╭─ SOURCE DOCUMENT

[EM] New election system in Hungary

Richard Lung voting at ukscientists.com
Wed Jul 5 23:36:42 PDT 2017

Hello  again Magosányi Árpád,

This is a postscript to my previous email, because you are on such a 
tight schedule.

Appearances can be deceiving and the important thing for you as an 
adviser is to make people aware of the realities, make what of them as 
they will.

Many electoral reformers think that party list systems, especially a 
hybrid system like the German Mixed Member Proportional system is the 
wave of the future. I think that's still the sort of system in Hungary, 
isn't it?
But there are some academic straws in the wind, coming from Europe 
itself that suggest change. Namely the peer-reviewed research into 
strategic voting in party list systems, as recently studied by Annika 
Eventually, maybe not in my lifetime, because I am old, Europe is going 
to rediscover that the inventor of proportional representation, the 
Danish mathematician Carl Andrae was right in appreciating that 
preference voting is a corollary of proportional counting.
Evidently, there is a good chance that Scotland will go over completely 
to this system, also developed by Thomas Hare, which he called the 
Single Transferable Vote. STV was recommended to replace MMP (called the 
Additional Member System there) by the Richard report for the Welsh 

In my book, Scientific Method of Elections, I explain how STV is, 
essentially speaking, How To Do It. By contrast, it so happens that MMP 
is How Not To Do It.
If elections are not to be sham contests: Political contestants cannot 
be their own referees.

╰─
╭─ EXTRACTED INFORMATION

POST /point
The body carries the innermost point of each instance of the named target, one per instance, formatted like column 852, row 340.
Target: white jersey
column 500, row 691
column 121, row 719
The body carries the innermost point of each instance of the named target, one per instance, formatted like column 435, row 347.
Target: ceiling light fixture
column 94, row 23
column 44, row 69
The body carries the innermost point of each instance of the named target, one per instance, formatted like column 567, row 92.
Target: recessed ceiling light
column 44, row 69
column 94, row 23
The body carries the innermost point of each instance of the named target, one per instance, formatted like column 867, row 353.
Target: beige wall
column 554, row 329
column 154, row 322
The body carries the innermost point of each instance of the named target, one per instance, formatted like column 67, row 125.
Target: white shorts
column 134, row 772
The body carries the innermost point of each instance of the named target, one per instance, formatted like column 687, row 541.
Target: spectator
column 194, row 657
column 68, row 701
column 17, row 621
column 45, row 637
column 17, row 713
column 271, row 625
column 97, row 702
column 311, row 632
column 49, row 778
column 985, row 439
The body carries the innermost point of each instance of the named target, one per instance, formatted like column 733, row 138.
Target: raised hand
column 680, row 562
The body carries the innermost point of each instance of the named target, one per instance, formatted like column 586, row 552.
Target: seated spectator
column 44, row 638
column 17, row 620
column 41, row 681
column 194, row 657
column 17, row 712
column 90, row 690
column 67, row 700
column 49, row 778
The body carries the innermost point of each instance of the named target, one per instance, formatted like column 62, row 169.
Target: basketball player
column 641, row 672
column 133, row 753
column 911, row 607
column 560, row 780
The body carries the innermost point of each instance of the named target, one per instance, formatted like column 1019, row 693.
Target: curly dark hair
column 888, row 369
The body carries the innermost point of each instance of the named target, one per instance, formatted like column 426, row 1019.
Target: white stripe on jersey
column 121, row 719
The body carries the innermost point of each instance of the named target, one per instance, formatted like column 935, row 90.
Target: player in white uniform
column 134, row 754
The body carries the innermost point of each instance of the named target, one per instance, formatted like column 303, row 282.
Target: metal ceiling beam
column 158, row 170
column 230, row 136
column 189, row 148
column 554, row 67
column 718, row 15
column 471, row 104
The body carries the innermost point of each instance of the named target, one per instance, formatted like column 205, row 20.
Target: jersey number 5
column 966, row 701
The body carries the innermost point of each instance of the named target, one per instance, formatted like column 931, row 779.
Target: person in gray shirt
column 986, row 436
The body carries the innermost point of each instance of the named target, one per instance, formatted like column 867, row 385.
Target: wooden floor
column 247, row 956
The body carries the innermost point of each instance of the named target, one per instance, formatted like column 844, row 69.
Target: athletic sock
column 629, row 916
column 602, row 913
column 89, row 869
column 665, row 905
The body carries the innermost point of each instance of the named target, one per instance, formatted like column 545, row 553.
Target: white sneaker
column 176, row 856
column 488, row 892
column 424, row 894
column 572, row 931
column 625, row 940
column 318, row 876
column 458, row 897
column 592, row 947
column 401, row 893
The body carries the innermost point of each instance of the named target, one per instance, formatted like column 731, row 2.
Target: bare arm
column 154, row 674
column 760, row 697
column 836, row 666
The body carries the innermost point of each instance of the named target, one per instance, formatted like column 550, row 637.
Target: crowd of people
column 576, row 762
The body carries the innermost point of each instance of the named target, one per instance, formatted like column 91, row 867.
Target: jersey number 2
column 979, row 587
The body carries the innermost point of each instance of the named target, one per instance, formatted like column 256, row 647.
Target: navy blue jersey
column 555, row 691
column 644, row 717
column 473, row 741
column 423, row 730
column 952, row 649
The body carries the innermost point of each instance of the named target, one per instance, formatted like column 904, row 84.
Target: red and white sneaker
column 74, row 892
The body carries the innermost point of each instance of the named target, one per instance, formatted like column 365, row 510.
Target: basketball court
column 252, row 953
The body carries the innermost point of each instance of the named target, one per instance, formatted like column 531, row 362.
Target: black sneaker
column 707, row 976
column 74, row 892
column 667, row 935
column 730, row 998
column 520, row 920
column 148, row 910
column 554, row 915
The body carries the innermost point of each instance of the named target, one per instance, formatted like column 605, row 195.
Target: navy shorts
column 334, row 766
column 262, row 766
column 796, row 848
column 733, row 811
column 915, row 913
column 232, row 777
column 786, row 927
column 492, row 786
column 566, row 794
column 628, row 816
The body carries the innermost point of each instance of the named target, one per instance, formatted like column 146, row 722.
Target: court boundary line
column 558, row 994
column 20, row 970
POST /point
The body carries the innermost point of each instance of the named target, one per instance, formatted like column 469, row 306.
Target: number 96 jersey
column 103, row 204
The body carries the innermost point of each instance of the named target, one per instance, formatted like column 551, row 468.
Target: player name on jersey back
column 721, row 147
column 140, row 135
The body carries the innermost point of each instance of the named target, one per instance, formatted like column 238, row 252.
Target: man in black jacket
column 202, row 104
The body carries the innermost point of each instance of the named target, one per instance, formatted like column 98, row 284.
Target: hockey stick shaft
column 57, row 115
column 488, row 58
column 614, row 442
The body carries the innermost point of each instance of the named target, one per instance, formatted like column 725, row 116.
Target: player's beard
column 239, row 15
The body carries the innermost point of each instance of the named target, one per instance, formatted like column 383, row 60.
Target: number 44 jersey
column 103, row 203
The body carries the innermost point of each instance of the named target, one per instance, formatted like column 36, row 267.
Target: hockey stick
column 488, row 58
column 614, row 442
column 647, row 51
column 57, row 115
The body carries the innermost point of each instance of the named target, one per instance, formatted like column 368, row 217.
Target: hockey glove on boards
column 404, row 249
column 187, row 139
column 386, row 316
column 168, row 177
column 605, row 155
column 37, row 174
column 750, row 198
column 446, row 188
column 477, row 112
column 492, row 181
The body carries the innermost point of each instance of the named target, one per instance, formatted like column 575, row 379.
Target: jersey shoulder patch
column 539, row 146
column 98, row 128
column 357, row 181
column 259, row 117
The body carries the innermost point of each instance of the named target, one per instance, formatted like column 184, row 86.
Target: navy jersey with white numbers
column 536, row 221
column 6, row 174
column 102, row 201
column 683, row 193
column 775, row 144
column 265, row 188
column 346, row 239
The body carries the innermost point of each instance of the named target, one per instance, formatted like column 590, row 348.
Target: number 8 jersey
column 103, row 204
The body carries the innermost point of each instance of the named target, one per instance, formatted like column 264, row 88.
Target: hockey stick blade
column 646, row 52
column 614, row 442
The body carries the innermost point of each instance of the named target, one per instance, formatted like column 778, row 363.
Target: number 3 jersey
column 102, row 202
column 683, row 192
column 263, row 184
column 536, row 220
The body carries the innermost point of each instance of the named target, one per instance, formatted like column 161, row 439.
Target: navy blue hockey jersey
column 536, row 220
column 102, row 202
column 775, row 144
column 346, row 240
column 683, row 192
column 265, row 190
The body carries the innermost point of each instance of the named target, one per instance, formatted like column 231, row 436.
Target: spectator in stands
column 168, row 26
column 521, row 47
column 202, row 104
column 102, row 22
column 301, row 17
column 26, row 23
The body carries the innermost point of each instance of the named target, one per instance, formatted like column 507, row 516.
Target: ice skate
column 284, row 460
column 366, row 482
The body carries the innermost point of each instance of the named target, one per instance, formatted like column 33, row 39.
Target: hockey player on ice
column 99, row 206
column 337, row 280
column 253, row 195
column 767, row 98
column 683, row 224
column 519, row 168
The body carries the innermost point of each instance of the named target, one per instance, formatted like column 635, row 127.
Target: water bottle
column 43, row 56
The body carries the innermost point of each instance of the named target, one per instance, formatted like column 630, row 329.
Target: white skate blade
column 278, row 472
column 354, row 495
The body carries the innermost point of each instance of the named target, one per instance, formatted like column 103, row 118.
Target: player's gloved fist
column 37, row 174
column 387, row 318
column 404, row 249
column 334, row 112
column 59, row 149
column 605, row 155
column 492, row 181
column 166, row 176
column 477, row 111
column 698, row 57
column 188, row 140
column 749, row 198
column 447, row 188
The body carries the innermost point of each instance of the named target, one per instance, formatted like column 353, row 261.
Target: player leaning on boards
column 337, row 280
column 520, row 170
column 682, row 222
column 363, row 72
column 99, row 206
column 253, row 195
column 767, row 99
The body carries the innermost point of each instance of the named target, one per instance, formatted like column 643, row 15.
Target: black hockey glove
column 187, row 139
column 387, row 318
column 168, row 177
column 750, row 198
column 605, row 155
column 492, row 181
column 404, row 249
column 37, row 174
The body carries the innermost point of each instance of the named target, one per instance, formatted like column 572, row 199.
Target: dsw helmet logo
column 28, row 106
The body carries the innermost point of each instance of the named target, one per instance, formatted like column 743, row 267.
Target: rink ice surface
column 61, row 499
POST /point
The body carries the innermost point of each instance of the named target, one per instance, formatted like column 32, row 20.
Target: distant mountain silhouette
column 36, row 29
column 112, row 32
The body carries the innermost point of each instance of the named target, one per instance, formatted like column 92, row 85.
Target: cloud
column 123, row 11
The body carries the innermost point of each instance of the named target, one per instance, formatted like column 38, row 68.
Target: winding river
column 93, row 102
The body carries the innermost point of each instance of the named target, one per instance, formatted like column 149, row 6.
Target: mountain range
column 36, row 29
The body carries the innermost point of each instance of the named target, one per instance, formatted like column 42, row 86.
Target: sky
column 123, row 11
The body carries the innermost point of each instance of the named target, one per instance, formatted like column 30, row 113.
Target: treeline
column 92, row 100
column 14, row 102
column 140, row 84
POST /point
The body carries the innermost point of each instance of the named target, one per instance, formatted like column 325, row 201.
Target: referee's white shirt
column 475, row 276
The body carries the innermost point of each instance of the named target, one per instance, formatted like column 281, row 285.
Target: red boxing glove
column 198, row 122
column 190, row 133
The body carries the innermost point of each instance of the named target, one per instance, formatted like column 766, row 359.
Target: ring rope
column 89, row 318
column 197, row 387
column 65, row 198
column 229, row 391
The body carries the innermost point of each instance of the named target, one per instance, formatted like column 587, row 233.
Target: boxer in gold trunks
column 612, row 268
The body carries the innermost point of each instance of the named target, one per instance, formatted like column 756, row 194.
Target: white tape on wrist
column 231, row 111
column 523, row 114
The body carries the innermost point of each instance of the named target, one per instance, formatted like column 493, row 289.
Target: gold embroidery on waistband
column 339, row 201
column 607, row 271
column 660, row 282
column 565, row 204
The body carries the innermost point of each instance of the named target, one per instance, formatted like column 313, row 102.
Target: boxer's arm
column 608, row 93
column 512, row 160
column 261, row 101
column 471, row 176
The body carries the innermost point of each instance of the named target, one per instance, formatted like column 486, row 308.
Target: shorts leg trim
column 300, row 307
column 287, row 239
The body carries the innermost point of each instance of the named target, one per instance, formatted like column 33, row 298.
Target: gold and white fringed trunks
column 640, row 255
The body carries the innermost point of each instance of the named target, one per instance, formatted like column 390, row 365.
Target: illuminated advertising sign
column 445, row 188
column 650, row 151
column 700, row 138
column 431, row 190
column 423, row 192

╰─

- _REQUIRED ACTIONS_:
A: Translate this sentence from the email about Hungary's election system into Spanish: "If elections are not to be sham contests: Political contestants cannot be their own referees."
B: Reproduce the part of the email about Hungary's election system starting at "In my book, Scientific" and ending at "their own referees.".
The rows stand apart from the email about Hungary's election system.

- _ANSWERS BY TASK_:
A: Si las elecciones no han de ser contiendas simuladas: los contendientes políticos no pueden ser sus propios árbitros.

B:
In my book, Scientific Method of Elections, I explain how STV is, 
essentially speaking, How To Do It. By contrast, it so happens that MMP 
is How Not To Do It.
If elections are not to be sham contests: Political contestants cannot 
be their own referees.